— Written exercise —
Count the lines below that contain the string "metal", with matching that is case-sensitive, and reply with that number alone.
-- Begin --
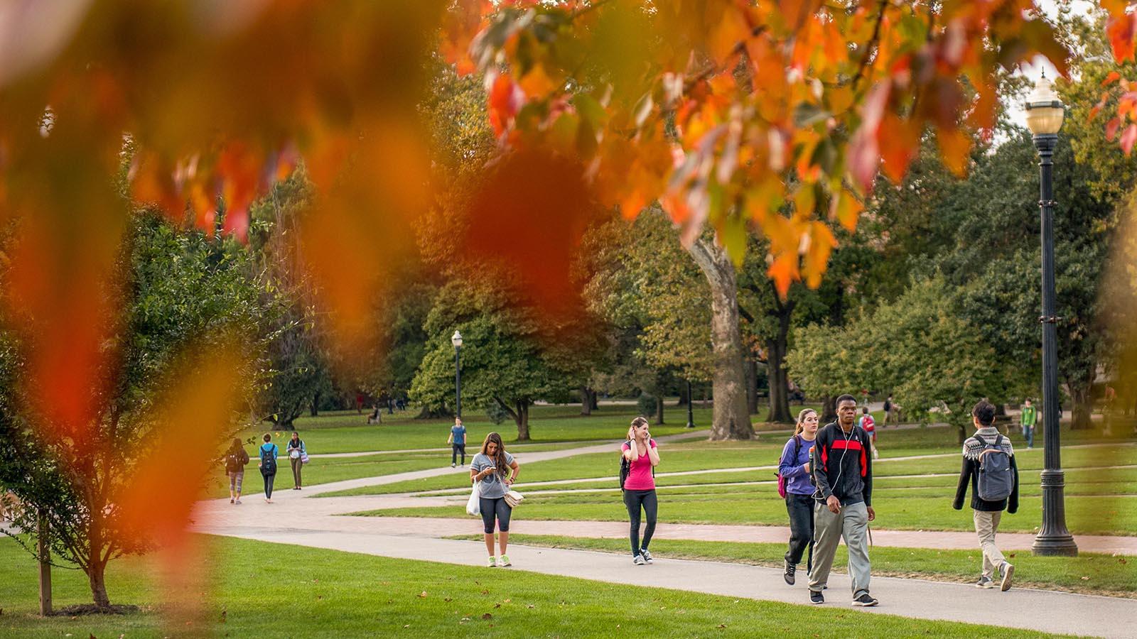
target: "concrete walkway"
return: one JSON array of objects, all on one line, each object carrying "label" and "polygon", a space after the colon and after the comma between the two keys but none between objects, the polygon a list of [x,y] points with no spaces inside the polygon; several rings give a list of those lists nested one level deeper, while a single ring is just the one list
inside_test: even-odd
[{"label": "concrete walkway", "polygon": [[[667,441],[669,439],[691,437],[706,437],[706,431],[679,433],[658,438],[658,440]],[[524,463],[530,463],[588,453],[611,451],[614,443],[619,442],[604,442],[565,450],[536,451],[523,454],[522,459]],[[456,513],[460,513],[459,508],[465,503],[464,495],[307,498],[333,490],[379,486],[447,473],[466,474],[468,470],[431,468],[333,482],[302,491],[280,490],[273,496],[274,504],[265,504],[263,498],[255,492],[246,496],[246,503],[240,506],[229,504],[227,499],[202,501],[196,508],[193,528],[198,532],[260,541],[480,566],[484,562],[485,554],[482,542],[442,539],[458,534],[478,533],[481,530],[481,524],[474,517],[345,516],[348,513],[375,508],[440,505],[451,505]],[[251,489],[255,484],[256,482],[250,481],[247,486]],[[512,526],[516,533],[612,538],[623,538],[626,533],[626,524],[622,522],[526,521],[523,508],[523,506],[518,508],[518,518],[514,521]],[[781,543],[788,538],[788,530],[783,526],[661,524],[656,529],[656,537]],[[1030,536],[1023,534],[1001,534],[998,539],[1004,549],[1029,548],[1032,541]],[[1080,536],[1077,540],[1084,551],[1137,555],[1137,538]],[[874,530],[873,541],[877,546],[976,548],[973,533],[964,532]],[[509,556],[515,566],[512,570],[791,604],[805,605],[808,600],[804,584],[799,582],[797,587],[787,587],[781,579],[781,571],[777,569],[719,562],[667,559],[665,556],[657,556],[656,564],[652,566],[632,566],[625,555],[516,545],[511,546]],[[475,570],[487,571],[489,569]],[[853,608],[849,606],[852,592],[849,591],[848,576],[836,573],[831,576],[829,590],[825,592],[827,606],[838,607],[850,614],[896,614],[914,619],[981,622],[1039,632],[1099,637],[1131,637],[1132,628],[1137,626],[1137,600],[1135,599],[1022,588],[999,592],[997,590],[980,590],[971,584],[874,578],[872,592],[880,598],[881,605],[875,608]],[[987,611],[990,614],[977,614],[977,611]]]}]

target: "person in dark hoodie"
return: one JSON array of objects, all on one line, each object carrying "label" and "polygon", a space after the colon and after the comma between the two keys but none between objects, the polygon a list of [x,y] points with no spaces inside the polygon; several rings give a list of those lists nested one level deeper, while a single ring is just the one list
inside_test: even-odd
[{"label": "person in dark hoodie", "polygon": [[824,604],[821,594],[829,581],[833,556],[841,537],[849,553],[853,605],[875,606],[869,594],[869,522],[872,509],[872,442],[856,425],[856,398],[837,398],[837,421],[818,431],[813,445],[814,498],[821,501],[814,514],[813,567],[810,570],[810,601]]},{"label": "person in dark hoodie", "polygon": [[[976,434],[963,442],[963,468],[960,471],[960,483],[955,489],[955,501],[952,507],[956,511],[963,509],[963,498],[968,495],[968,484],[971,484],[971,508],[974,511],[976,533],[979,536],[979,547],[984,554],[982,574],[976,582],[976,588],[994,588],[994,576],[996,572],[999,579],[999,589],[1006,591],[1011,588],[1011,580],[1014,576],[1014,566],[1007,563],[1003,553],[995,546],[995,533],[998,531],[998,522],[1003,516],[1003,511],[1012,515],[1019,509],[1019,466],[1014,460],[1014,448],[1011,447],[1011,439],[999,434],[995,428],[995,406],[988,401],[980,401],[971,409],[971,420],[976,426]],[[1001,499],[986,500],[980,495],[979,470],[985,455],[994,457],[1005,455],[1002,464],[990,463],[987,472],[990,474],[1002,473],[1005,479],[1002,489],[997,486],[987,488],[1001,495],[1007,495]],[[1010,459],[1007,459],[1007,457]],[[996,466],[1002,470],[996,470]],[[991,481],[988,479],[988,481]],[[998,480],[996,479],[995,482]],[[995,483],[993,482],[993,484]],[[1009,484],[1009,486],[1007,486]]]}]

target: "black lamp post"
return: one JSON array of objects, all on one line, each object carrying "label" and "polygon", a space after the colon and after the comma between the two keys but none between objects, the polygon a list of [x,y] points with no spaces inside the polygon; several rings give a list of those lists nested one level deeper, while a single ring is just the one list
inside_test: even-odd
[{"label": "black lamp post", "polygon": [[462,366],[458,354],[462,352],[462,333],[455,331],[450,335],[450,343],[454,345],[454,412],[462,417]]},{"label": "black lamp post", "polygon": [[691,397],[691,381],[687,380],[687,428],[695,428],[695,398]]},{"label": "black lamp post", "polygon": [[1054,179],[1053,157],[1059,141],[1059,128],[1065,115],[1062,102],[1051,81],[1044,74],[1027,98],[1027,126],[1035,135],[1038,149],[1039,192],[1038,208],[1043,226],[1043,437],[1045,468],[1041,472],[1043,528],[1035,537],[1035,555],[1078,555],[1078,546],[1065,525],[1065,473],[1062,472],[1059,432],[1059,317],[1054,313]]}]

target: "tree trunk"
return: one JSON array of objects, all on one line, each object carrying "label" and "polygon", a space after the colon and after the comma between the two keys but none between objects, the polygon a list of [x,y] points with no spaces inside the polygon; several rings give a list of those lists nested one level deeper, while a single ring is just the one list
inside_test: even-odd
[{"label": "tree trunk", "polygon": [[518,401],[513,421],[517,423],[517,441],[529,441],[529,403]]},{"label": "tree trunk", "polygon": [[91,562],[91,565],[86,567],[86,578],[91,584],[91,597],[94,598],[94,605],[100,608],[110,607],[110,599],[107,597],[106,571],[106,562]]},{"label": "tree trunk", "polygon": [[[771,284],[773,285],[773,284]],[[777,296],[778,292],[773,291]],[[770,414],[767,422],[792,422],[789,413],[789,376],[786,374],[786,351],[789,349],[789,321],[794,302],[777,300],[778,333],[766,340],[766,371],[770,379]]]},{"label": "tree trunk", "polygon": [[821,418],[818,423],[825,425],[837,421],[837,396],[827,395],[821,398]]},{"label": "tree trunk", "polygon": [[36,541],[39,542],[39,555],[40,555],[40,616],[48,616],[51,614],[51,540],[48,536],[51,531],[48,529],[48,517],[43,515],[43,511],[40,511],[40,517],[38,522]]},{"label": "tree trunk", "polygon": [[742,362],[746,373],[746,410],[750,415],[758,414],[758,363],[753,355],[747,355]]},{"label": "tree trunk", "polygon": [[592,414],[592,393],[588,387],[580,387],[580,414]]},{"label": "tree trunk", "polygon": [[706,239],[688,248],[711,284],[711,346],[713,350],[714,412],[711,439],[752,439],[742,379],[742,335],[738,330],[738,283],[727,251]]}]

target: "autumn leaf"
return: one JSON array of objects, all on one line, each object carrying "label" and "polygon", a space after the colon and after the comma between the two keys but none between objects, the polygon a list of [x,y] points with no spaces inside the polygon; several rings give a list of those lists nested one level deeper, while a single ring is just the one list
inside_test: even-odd
[{"label": "autumn leaf", "polygon": [[1126,152],[1127,157],[1134,149],[1134,142],[1137,142],[1137,124],[1130,124],[1121,134],[1121,150]]}]

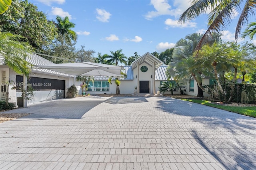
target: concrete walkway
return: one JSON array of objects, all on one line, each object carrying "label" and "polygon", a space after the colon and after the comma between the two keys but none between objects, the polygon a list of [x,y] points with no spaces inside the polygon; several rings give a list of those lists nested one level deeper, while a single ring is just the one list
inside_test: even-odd
[{"label": "concrete walkway", "polygon": [[91,96],[5,113],[1,170],[256,169],[256,119],[159,97]]}]

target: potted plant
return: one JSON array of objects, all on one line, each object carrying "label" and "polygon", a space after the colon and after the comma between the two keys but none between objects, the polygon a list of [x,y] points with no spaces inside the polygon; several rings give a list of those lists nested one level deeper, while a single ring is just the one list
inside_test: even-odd
[{"label": "potted plant", "polygon": [[67,97],[71,98],[74,97],[78,93],[78,91],[75,85],[72,85],[68,89]]},{"label": "potted plant", "polygon": [[32,87],[31,84],[28,84],[26,90],[24,90],[22,86],[18,88],[22,92],[21,97],[17,97],[17,105],[19,107],[23,107],[23,99],[26,99],[28,101],[34,99],[35,93],[34,89]]}]

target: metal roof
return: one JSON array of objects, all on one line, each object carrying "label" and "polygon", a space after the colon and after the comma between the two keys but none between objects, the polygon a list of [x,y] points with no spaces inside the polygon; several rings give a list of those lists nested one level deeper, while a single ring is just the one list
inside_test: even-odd
[{"label": "metal roof", "polygon": [[153,66],[153,64],[154,63],[155,69],[156,70],[164,63],[162,61],[148,52],[132,63],[132,69],[137,67],[138,63],[140,64],[144,62],[152,67]]}]

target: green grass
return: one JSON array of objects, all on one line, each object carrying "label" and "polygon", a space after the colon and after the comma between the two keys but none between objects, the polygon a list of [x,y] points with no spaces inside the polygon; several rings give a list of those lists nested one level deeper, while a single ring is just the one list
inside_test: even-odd
[{"label": "green grass", "polygon": [[256,107],[238,107],[236,106],[228,106],[211,103],[210,103],[210,101],[206,100],[194,99],[182,99],[182,100],[201,104],[201,105],[205,105],[206,106],[215,107],[230,112],[256,118]]}]

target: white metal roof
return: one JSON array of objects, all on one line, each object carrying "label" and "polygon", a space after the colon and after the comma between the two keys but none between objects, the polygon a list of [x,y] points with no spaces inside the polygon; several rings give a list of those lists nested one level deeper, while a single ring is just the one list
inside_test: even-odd
[{"label": "white metal roof", "polygon": [[162,61],[148,52],[132,63],[132,69],[137,67],[137,64],[138,63],[139,64],[140,64],[144,62],[146,63],[152,67],[153,66],[154,63],[155,69],[156,70],[164,63]]}]

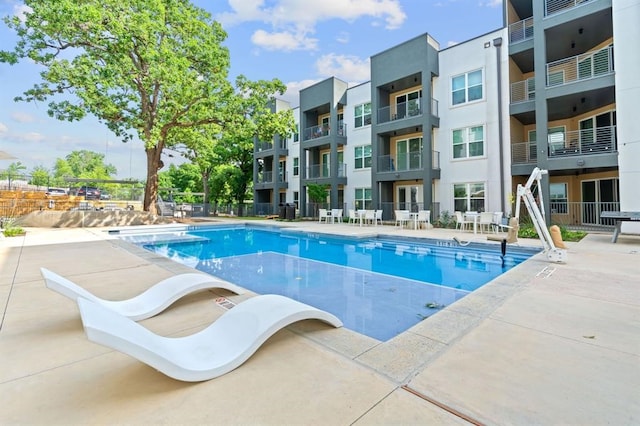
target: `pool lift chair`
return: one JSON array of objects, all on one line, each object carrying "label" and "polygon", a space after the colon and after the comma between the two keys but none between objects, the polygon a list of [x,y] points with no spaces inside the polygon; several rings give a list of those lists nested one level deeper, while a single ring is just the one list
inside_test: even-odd
[{"label": "pool lift chair", "polygon": [[520,218],[520,202],[524,202],[525,207],[529,211],[529,215],[533,220],[533,226],[536,228],[538,232],[538,236],[540,237],[540,241],[542,241],[542,245],[544,247],[544,251],[547,254],[547,259],[550,262],[555,263],[564,263],[567,260],[567,251],[561,248],[556,247],[553,239],[551,238],[551,234],[549,233],[549,229],[547,228],[547,223],[544,217],[544,202],[542,199],[542,193],[538,190],[538,201],[540,203],[540,207],[536,203],[535,198],[531,192],[531,186],[534,182],[536,182],[536,187],[540,188],[540,179],[545,174],[548,174],[547,170],[542,170],[538,167],[533,169],[529,180],[525,185],[518,184],[518,189],[516,193],[516,214],[515,219],[519,220]]},{"label": "pool lift chair", "polygon": [[252,297],[190,336],[164,337],[100,303],[77,300],[90,341],[125,353],[176,380],[214,379],[241,366],[282,328],[318,319],[342,327],[336,316],[285,296]]},{"label": "pool lift chair", "polygon": [[166,278],[131,299],[114,301],[101,299],[46,268],[40,268],[40,273],[47,288],[73,301],[80,298],[91,300],[133,321],[157,315],[181,297],[196,291],[221,288],[236,294],[244,293],[242,287],[219,280],[211,275],[186,273]]}]

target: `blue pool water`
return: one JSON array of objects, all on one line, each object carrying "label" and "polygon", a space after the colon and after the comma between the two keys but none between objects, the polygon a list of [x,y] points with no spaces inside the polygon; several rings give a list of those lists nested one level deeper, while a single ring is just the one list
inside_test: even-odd
[{"label": "blue pool water", "polygon": [[266,227],[208,227],[125,239],[250,289],[282,294],[386,341],[538,250],[454,241],[346,238]]}]

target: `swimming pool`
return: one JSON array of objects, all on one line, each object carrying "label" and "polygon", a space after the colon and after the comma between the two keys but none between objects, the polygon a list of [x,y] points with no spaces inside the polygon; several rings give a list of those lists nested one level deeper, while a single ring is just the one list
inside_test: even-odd
[{"label": "swimming pool", "polygon": [[124,239],[258,294],[281,294],[386,341],[525,261],[537,249],[343,237],[262,226],[190,227]]}]

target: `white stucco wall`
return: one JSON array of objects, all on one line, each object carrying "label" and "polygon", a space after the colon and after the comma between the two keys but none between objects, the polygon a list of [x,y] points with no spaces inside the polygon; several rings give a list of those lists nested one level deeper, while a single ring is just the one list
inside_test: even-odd
[{"label": "white stucco wall", "polygon": [[[508,47],[506,31],[501,29],[444,49],[439,55],[440,76],[434,84],[434,95],[439,101],[440,128],[435,131],[436,150],[440,151],[441,179],[436,184],[436,200],[440,211],[453,213],[453,185],[456,183],[483,182],[485,184],[485,209],[500,211],[500,151],[498,120],[497,48],[493,40],[502,37],[502,125],[503,135],[509,134],[508,97]],[[485,47],[485,43],[489,43]],[[451,79],[454,76],[483,70],[483,98],[462,105],[452,105]],[[505,84],[506,82],[506,84]],[[454,129],[483,125],[485,155],[479,158],[454,159],[452,131]],[[508,137],[503,139],[505,191],[510,190],[510,157]]]},{"label": "white stucco wall", "polygon": [[[371,126],[355,128],[356,105],[371,102],[371,83],[363,83],[347,90],[347,105],[344,107],[344,122],[347,125],[347,145],[344,147],[344,162],[347,165],[347,185],[344,188],[346,208],[355,206],[355,189],[371,188],[371,169],[354,169],[355,147],[371,145]],[[346,213],[346,212],[345,212]]]},{"label": "white stucco wall", "polygon": [[[640,1],[613,0],[620,210],[640,211]],[[623,232],[640,233],[625,223]]]}]

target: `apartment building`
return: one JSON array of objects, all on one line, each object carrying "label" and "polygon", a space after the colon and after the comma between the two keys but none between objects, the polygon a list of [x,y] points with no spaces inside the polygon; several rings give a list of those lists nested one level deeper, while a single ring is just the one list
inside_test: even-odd
[{"label": "apartment building", "polygon": [[541,189],[554,223],[611,224],[600,213],[619,210],[622,200],[637,210],[631,200],[639,199],[638,190],[621,191],[634,180],[621,178],[621,160],[638,148],[625,148],[624,155],[621,148],[637,139],[629,132],[638,126],[631,102],[638,79],[631,70],[640,55],[633,37],[615,34],[622,28],[637,34],[640,2],[510,0],[505,6],[514,184],[535,166],[549,170]]},{"label": "apartment building", "polygon": [[425,33],[384,50],[367,83],[302,90],[298,134],[256,146],[256,212],[295,202],[313,216],[307,188],[326,184],[325,207],[386,220],[396,209],[509,215],[534,167],[549,170],[540,190],[555,223],[640,210],[640,2],[510,0],[504,17],[448,48]]}]

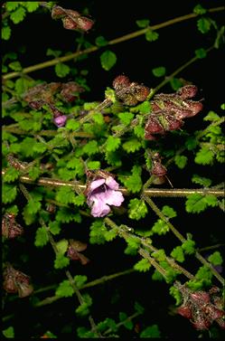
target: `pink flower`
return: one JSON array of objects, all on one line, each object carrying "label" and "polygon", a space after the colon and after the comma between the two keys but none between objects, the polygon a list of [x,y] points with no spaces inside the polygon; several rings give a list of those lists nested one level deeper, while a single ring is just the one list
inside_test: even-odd
[{"label": "pink flower", "polygon": [[90,183],[88,189],[88,205],[94,217],[104,217],[109,213],[110,205],[120,206],[124,201],[118,184],[112,176],[98,178]]}]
-- End --
— Solution to the exercise —
4